(Excerpted text):
Pension income splitting
Retirees will also benefit from the new changes with respect to Pension Income Splitting. Income splitting has not been a terribly easy thing to accomplish in Canada.
Prior to the announcement in October 2006, the two most common income splitting strategies for retirees was utilizing spousal RRSPs and splitting Canada Pension Plan (CPP). Business owners had some options to split income by paying spouses or family members and income from the business. Other than that, the government was pretty tough on income splitting. The government has been reluctant to allow couples to pool their income because that would lower tax revenues. For example, an individual who makes $70,000 per year would pay considerably more tax than a couple that earned $35,000 each.
Under the new rules, for those age 65 and over, eligible pension income for the purpose of splitting includes lifetime annuity payments under a registered pension plan, an RRSP or a deferred profit-sharing plan, and payments from a RRIF.

(Given records):
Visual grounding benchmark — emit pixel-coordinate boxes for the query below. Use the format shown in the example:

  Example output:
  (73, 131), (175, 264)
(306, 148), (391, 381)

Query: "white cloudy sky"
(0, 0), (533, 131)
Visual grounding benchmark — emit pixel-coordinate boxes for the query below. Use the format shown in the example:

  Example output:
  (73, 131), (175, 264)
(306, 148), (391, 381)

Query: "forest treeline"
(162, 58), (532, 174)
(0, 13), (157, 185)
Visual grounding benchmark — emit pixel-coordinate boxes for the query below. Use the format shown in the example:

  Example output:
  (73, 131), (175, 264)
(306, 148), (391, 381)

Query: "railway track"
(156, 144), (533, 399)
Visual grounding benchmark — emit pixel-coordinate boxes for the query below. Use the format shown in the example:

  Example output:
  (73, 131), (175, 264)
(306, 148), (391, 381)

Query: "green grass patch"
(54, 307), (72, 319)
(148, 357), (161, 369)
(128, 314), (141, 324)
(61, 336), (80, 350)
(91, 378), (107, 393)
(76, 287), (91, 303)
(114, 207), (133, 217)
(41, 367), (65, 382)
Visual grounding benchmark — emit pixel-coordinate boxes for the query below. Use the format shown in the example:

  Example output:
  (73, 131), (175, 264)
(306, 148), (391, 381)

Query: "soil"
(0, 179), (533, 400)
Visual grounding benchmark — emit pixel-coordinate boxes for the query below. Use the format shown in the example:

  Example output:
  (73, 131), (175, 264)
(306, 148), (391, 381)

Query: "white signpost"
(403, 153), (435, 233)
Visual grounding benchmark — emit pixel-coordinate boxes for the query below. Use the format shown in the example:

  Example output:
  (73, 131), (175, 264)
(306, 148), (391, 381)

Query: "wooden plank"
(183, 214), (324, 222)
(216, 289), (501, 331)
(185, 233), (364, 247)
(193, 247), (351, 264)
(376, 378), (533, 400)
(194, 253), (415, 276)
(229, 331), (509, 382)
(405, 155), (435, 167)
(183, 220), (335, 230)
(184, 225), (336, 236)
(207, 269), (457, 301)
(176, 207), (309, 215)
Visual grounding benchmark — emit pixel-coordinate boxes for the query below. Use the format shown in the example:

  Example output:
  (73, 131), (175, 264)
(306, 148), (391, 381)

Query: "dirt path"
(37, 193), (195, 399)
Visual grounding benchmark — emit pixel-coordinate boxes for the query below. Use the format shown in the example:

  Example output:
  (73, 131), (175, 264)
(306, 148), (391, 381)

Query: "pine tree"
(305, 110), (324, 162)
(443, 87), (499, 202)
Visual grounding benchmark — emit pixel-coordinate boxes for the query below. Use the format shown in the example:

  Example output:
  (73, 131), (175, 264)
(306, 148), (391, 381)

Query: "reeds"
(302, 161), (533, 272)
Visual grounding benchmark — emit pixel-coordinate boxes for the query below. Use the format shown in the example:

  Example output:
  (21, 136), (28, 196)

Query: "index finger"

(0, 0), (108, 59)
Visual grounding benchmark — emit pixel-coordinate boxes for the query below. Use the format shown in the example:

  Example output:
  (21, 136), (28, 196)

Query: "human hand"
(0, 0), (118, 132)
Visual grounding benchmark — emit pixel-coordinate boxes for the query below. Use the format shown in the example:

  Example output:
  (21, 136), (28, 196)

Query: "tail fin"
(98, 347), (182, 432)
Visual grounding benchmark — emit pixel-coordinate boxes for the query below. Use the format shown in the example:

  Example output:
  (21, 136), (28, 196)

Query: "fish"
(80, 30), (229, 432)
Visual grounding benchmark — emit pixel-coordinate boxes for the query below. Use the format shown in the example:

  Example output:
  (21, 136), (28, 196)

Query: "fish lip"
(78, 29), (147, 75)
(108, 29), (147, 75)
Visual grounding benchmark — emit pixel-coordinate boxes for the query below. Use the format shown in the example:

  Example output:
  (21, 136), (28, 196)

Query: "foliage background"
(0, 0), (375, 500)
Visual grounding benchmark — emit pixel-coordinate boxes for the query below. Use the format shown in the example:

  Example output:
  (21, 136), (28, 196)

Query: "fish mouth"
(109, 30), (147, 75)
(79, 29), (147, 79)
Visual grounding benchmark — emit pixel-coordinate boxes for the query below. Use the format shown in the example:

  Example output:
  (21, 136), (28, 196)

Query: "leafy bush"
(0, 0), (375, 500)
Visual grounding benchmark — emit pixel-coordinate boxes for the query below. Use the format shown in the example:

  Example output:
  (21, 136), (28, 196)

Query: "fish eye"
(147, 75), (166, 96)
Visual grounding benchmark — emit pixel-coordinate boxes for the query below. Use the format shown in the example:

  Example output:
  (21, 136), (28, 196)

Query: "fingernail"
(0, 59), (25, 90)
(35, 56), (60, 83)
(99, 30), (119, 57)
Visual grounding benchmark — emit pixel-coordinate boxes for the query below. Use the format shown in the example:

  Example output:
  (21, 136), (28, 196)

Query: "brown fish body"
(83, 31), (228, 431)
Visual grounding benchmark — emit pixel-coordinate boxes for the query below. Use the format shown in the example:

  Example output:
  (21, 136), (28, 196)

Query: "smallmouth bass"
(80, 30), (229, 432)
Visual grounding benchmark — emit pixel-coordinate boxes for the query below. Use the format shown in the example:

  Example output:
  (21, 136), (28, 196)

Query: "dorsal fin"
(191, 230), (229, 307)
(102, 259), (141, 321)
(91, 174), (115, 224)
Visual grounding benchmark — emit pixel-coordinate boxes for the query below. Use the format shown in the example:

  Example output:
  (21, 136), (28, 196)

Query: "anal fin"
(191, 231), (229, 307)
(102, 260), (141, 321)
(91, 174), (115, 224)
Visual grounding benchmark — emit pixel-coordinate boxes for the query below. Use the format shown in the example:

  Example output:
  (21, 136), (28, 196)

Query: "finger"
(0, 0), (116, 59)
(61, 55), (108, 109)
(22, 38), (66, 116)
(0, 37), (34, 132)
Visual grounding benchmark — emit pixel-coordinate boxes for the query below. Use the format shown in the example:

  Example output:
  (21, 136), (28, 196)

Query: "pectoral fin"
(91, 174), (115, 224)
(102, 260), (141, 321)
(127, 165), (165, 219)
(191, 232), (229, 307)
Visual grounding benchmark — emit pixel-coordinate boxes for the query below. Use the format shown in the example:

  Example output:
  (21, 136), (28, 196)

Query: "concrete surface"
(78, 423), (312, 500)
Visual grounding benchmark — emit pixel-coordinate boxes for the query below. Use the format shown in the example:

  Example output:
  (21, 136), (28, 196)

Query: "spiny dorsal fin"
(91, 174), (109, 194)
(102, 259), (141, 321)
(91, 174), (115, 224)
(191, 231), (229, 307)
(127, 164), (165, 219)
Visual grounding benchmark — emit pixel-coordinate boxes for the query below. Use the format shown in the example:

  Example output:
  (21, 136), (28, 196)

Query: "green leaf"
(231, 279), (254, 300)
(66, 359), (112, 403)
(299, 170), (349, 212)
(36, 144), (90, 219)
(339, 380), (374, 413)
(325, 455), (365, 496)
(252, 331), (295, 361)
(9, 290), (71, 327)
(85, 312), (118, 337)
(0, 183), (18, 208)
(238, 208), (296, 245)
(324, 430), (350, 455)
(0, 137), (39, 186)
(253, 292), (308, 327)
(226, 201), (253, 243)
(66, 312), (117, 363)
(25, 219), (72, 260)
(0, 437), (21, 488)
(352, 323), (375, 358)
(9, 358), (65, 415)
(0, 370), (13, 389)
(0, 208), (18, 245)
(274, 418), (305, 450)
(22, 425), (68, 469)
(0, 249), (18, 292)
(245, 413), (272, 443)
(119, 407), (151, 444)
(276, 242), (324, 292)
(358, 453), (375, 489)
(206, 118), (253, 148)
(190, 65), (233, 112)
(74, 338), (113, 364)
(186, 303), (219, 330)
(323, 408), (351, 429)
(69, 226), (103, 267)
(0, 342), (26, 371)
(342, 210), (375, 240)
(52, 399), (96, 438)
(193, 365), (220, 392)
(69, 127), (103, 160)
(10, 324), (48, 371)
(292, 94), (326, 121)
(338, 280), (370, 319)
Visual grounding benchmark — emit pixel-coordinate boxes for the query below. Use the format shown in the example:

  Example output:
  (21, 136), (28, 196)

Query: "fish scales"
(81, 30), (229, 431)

(What to do):
**1.** Based on the pension income splitting text, state whether each statement agrees with it. Answer yes or no, and support each answer with the deciding words of the text, quoted exactly.
(a) An individual who earns $70,000 a year pays considerably more tax than a couple in which each partner earns $35,000.
(b) The government has been eager to let couples pool their income.
(c) For those age 65 and over, payments from a RRIF count as eligible pension income for splitting.
**2.** Carry the pension income splitting text forward from the point where it stops.

(Exercise results):
**1.**
(a) Yes: "an individual who makes $70,000 per year would pay considerably more tax than a couple that earned $35,000 each"
(b) No: "The government has been reluctant to allow couples to pool their income because that would lower tax revenues."
(c) Yes: "eligible pension income for the purpose of splitting includes lifetime annuity payments under a registered pension plan, an RRSP or a deferred profit-sharing plan, and payments from a RRIF"

**2.**
For those under 65 years of age, eligible pension income is limited to lifetime annuity payments from a registered pension plan and “certain other payments received as a result of the death of the individual’s spouse or common-law partner.
Right now, this is only great news for seniors, especially retired couples where one spouse has considerably more income than the other. That being said, The Finance Minister has commented on income splitting to all couples. In the example where a couple has one spouse making $70,000 per year and the other spouse earning no income, pension splitting would save them about 25% in taxes or over $4000 per year. Tax savings will vary from province to province.
Although there has been lots of grumbling about the taxation of income trusts, the government did introduce two new tax proposals that are very positive to Canadians.